---------- Trecho do texto

Queria ter sido amigo de Rodrigo Rodrigues
Eu não o conheci pessoalmente, mas como ele parecia um amigão querido desde os tempos de TV Cultura. Aquele profissional que nem parece assim tão profissional tamanha a espontaneidade com que se comunicava. A velha armadilha de chamar de dom o trabalho duro dos bastidores que evidencia o talento.
No caso dele, talento puro para comunicação. Essa é palavra que define a atividade do jornalismo. Quem escreve bem, é escritor. Quem fala bem, é político, padre ou animador de torcida. Mas jornalismo, só faz quem sabe se comunicar e isso, Rodrigo Rodrigues fez como poucos em sua geração.
Quem o conheceu pessoalmente, desde sábado, dia da internação, inundou as redes sociais com declarações definitivas do quanto RR foi gente boa, o boa praça de outros tempos, pessoa do bem se você preferir.

--------------------
---------- Informações fornecidas

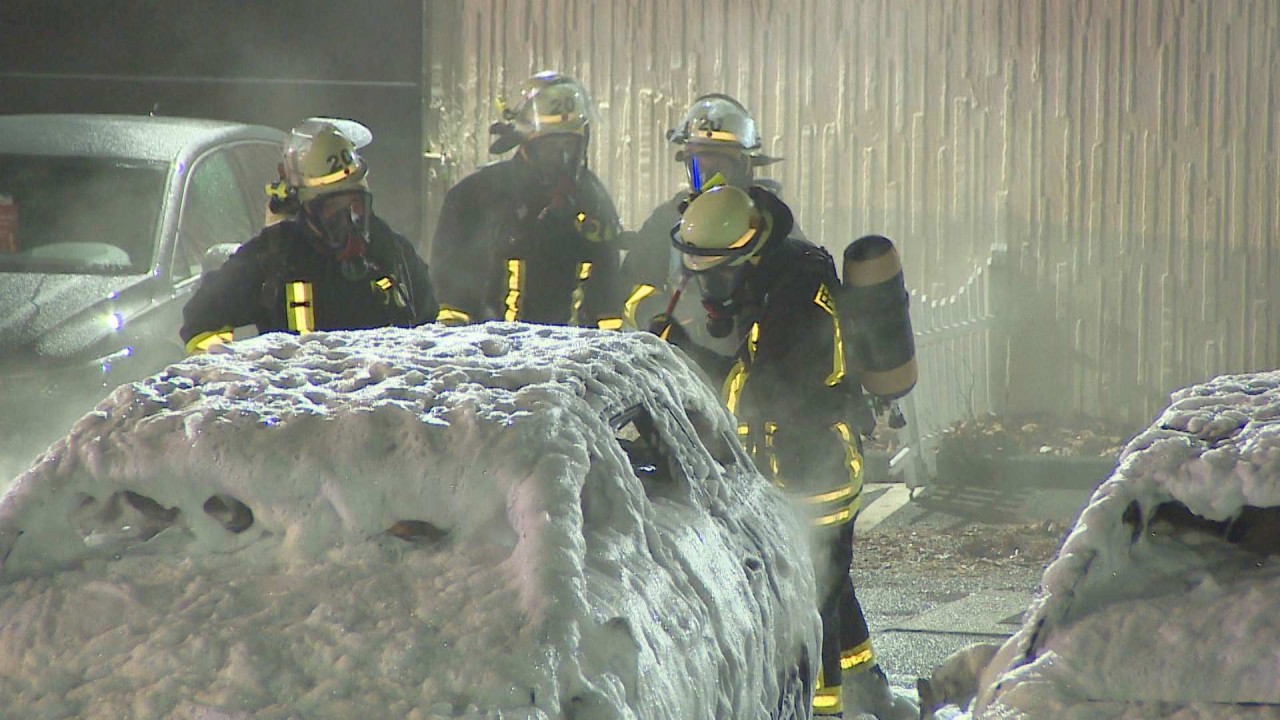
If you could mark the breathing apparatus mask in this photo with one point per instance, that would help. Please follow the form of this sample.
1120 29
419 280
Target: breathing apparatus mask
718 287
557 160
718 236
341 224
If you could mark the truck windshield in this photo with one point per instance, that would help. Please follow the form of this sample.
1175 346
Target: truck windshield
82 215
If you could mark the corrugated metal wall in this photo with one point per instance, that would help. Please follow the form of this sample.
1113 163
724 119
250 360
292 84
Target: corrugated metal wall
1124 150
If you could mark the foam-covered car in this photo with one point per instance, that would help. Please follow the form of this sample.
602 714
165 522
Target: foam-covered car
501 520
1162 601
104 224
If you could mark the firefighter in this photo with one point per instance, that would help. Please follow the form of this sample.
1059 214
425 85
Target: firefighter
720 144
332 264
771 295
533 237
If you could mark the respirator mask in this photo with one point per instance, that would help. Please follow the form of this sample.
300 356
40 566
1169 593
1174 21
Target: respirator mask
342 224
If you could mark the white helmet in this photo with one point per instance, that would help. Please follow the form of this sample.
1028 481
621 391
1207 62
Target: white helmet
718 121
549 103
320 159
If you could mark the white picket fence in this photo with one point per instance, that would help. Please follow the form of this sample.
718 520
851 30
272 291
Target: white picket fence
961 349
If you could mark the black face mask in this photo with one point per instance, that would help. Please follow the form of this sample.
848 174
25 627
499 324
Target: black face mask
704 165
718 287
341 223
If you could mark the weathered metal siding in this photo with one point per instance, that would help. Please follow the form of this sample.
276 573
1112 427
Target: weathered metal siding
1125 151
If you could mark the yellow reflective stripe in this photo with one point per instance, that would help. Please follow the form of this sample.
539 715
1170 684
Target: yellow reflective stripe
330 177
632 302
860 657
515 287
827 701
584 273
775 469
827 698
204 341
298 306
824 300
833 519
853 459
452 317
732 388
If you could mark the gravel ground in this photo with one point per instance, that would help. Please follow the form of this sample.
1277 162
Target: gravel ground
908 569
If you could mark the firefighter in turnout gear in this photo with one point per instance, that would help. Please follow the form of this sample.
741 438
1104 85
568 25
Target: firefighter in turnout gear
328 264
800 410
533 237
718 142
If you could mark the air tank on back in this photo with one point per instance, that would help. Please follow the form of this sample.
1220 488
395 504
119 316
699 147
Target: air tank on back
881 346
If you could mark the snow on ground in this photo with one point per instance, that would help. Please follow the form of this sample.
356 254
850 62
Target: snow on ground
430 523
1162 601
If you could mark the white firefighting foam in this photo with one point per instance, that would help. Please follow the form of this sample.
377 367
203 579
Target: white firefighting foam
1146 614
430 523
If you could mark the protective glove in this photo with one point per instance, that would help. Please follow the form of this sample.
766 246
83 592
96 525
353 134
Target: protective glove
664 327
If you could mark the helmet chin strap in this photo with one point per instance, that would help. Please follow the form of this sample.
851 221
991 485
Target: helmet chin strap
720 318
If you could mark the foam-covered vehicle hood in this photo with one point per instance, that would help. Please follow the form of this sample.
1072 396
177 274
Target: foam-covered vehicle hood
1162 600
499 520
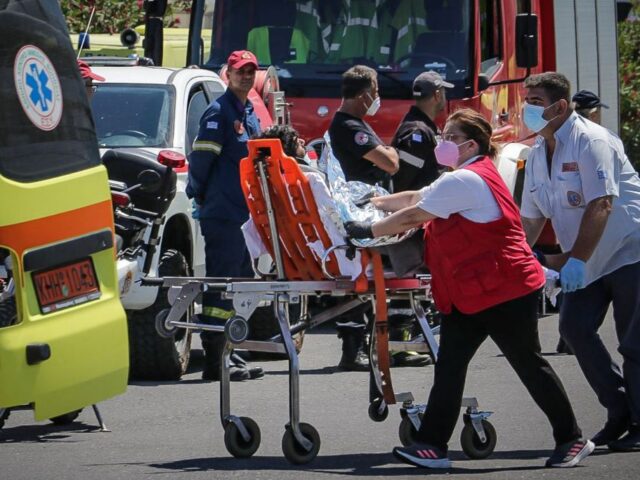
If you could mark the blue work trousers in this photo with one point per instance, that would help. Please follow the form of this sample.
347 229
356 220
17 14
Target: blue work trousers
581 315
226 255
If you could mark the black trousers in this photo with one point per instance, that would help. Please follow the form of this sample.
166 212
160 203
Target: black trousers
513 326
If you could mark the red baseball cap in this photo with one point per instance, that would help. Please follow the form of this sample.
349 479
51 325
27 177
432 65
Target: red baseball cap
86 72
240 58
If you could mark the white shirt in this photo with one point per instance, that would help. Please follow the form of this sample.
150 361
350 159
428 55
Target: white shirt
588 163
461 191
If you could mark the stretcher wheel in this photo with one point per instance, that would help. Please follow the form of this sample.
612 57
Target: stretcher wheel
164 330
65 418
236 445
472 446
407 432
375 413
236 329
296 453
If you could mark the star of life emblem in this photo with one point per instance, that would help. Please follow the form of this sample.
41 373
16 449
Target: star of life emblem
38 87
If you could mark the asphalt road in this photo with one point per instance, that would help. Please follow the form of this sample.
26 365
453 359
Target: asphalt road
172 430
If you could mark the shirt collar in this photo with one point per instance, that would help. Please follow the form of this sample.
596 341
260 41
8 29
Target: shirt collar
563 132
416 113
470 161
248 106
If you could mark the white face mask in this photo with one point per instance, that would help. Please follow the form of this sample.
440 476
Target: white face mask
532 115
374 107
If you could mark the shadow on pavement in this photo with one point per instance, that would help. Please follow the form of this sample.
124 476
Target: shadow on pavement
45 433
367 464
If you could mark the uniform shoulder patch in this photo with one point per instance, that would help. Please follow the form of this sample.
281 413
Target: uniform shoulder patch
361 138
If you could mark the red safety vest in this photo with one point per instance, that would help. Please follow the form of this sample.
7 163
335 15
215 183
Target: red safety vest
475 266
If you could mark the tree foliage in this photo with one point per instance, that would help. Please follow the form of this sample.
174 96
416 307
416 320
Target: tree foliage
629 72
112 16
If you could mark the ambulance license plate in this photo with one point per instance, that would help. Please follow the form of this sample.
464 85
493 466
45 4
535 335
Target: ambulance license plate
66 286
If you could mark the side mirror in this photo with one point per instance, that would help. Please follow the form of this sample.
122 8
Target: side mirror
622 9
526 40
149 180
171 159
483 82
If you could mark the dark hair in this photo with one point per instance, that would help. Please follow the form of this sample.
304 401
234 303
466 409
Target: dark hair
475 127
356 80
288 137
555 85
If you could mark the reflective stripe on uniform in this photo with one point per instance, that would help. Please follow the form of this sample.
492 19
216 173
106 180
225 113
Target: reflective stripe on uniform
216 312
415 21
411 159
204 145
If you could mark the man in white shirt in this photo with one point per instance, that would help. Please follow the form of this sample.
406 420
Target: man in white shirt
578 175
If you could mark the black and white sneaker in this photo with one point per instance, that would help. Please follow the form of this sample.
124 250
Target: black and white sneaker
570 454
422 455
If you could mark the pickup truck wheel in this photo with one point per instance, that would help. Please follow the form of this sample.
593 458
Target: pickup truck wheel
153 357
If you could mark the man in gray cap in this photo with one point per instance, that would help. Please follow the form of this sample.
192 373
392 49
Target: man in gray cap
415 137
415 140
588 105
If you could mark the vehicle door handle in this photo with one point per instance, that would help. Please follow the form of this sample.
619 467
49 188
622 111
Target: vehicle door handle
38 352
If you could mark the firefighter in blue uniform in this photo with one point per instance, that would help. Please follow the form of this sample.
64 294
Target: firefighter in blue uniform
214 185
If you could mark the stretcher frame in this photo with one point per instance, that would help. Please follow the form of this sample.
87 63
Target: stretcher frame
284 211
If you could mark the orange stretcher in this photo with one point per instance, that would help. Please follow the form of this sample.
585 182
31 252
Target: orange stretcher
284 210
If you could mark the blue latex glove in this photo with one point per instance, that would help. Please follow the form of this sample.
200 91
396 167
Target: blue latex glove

--------------------

Perguntas de leitura:
1. Responda com base no texto sobre Rodrigo Rodrigues:
(a) De que emissora são os tempos lembrados logo no começo?
(b) Segundo o texto, quem fala bem é o quê?
(c) Em que dia da semana foi a internação?
2. Retome o texto sobre Rodrigo Rodrigues a partir do ponto em que ele para.
A listagem não tem nenhuma relação com o texto sobre Rodrigo Rodrigues.

Respostas do exercício:
1.
(a) TV Cultura.
(b) Político, padre ou animador de torcida.
(c) Sábado.

2.
Os colegas de profissão, que eram amigos, só escancararam o que os telespectadores já sabiam, do lado de cá das telas, a gente percebeu que aquele cara simpático era de verdade.
Em campo, aliás, nos estúdios, poucos estavam mais à vontade que o sempre leve Rodrigo. Fora do estereótipo de TV, RR era um gordo que esbanjava charme e desenvoltura em frente às câmeras. Não deixava dúvidas: nasceu para aquilo e trabalhou muito para ser cada vez melhor.
Primeiro, na Rede Vida, passando pelo Vitrine até o Troca de Passes, a habilidade mais marcante era de certa forma silenciosa, era dar voz, fazer os outros brilharem. Na ESPN, o Resenha era muito mais divertido com RR e, no entanto, ao analisar a atração, ele fazia as vezes de puxador de conversa com uma capacidade ímpar de arrancar as melhores histórias da boleirada.
Durante a pandemia, repetiu a dose com as lives musicais que revelaram ótimos cantores de redação. Seu violão virou acompanhamento para inimagináveis parcerias, de Marcelo Barreto nos vocais a Luiz Carlos Jr no baixo. Apaixonado por Beatles, falou muito sobre a banda no criativo projeto “All you need is live”.
Não é exagero dizer que RR estava no auge da forma, sua melhor fase. No Troca de Passes, formou uma dupla equilibrada com Ana Thaís Matos. A risada era garantida, mas a informação e os debates relevantes continuavam presentes.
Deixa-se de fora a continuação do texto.